*SHORT TASK*.
Copy out the records word for word, everything from the line containing "Mark every instance of the pale" down to the line containing "[(128, 230), (159, 122)]", including both of those lines.

─── RECORDS PROVIDED ───

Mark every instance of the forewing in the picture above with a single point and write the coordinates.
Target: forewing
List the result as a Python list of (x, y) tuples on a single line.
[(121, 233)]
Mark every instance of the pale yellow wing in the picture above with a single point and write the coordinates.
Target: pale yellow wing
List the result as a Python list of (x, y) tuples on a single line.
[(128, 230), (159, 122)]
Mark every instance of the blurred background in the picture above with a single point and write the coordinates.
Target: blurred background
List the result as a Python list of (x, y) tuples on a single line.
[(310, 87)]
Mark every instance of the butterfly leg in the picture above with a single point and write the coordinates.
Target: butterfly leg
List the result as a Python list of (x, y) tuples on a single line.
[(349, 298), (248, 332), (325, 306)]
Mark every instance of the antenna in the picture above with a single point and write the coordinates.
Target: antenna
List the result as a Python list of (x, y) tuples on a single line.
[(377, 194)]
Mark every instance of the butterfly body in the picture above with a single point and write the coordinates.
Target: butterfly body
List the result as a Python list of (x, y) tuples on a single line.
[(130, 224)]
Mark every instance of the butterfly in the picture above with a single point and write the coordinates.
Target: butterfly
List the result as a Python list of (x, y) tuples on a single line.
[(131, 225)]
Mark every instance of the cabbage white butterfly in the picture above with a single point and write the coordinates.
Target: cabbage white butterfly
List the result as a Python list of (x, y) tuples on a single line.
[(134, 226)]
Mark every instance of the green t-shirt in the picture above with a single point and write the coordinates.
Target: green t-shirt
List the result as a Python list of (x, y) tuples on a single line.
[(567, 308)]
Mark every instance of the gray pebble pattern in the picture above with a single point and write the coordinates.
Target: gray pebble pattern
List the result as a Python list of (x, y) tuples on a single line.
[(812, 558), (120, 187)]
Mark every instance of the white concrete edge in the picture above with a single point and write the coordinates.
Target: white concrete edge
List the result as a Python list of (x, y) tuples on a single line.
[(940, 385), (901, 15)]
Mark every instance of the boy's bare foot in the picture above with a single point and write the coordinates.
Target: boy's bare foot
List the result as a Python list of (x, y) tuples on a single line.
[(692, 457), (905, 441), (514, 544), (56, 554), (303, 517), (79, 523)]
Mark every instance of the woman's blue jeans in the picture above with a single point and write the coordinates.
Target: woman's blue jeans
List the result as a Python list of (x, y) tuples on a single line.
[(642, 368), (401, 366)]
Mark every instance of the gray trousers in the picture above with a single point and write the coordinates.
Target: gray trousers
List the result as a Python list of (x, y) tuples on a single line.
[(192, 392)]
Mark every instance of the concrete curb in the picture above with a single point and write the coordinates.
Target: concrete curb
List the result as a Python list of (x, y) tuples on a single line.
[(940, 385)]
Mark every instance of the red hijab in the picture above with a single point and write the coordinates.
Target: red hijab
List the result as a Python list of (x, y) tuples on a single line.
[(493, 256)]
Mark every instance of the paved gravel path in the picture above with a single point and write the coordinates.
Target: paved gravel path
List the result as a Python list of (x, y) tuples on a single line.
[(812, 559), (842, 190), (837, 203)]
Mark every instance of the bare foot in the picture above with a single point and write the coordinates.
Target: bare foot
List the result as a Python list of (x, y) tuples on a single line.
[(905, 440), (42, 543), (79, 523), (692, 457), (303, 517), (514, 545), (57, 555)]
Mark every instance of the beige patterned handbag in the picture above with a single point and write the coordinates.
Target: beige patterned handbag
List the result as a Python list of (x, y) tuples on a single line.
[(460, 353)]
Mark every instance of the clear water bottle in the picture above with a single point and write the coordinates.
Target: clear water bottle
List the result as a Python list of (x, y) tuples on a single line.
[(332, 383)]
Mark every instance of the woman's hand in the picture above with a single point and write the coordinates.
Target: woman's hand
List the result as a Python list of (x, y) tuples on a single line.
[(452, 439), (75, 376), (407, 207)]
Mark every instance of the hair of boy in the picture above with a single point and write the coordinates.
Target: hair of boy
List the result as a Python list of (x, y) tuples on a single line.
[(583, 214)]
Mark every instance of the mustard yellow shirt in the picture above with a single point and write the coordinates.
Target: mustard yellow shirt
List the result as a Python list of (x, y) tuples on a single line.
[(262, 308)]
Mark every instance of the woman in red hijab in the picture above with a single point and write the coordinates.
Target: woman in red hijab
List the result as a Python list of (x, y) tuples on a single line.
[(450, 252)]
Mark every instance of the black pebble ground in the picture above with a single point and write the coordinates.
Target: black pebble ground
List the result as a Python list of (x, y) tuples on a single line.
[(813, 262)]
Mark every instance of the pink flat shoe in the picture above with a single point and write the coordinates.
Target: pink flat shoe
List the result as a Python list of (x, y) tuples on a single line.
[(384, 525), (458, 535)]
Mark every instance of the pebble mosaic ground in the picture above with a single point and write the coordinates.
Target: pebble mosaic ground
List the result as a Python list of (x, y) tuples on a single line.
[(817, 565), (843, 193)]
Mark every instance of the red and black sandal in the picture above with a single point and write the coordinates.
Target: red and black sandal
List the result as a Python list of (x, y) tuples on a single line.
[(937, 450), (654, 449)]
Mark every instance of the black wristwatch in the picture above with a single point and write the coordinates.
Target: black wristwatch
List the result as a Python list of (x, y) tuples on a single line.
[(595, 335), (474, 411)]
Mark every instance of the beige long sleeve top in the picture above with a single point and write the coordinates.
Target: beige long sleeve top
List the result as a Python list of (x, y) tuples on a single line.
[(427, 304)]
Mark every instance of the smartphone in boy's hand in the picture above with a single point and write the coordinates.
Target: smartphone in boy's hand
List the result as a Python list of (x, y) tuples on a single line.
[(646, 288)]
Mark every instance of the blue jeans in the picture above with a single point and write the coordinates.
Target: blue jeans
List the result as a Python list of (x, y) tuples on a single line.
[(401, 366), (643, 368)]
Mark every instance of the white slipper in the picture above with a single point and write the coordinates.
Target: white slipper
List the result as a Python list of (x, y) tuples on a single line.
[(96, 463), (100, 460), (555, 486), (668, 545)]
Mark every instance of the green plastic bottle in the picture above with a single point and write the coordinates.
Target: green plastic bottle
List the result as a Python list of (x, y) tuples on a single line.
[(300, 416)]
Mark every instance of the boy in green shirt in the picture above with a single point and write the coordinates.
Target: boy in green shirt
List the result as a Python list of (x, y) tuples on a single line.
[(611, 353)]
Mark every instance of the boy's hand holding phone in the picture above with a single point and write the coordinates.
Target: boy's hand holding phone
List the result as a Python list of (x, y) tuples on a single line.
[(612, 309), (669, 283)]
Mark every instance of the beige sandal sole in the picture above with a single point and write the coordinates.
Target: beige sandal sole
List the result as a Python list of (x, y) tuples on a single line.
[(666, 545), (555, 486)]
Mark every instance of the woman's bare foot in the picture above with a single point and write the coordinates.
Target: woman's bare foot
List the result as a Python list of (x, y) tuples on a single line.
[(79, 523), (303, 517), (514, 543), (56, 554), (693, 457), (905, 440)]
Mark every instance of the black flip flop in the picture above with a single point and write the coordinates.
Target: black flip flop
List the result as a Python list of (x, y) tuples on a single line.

───

*FULL RESPONSE*.
Mark every instance of the pale yellow wing in the picture above with a single point and write the coordinates.
Target: pale yellow wing
List the result as a Python list of (x, y) tuples on a single line.
[(128, 230), (159, 122)]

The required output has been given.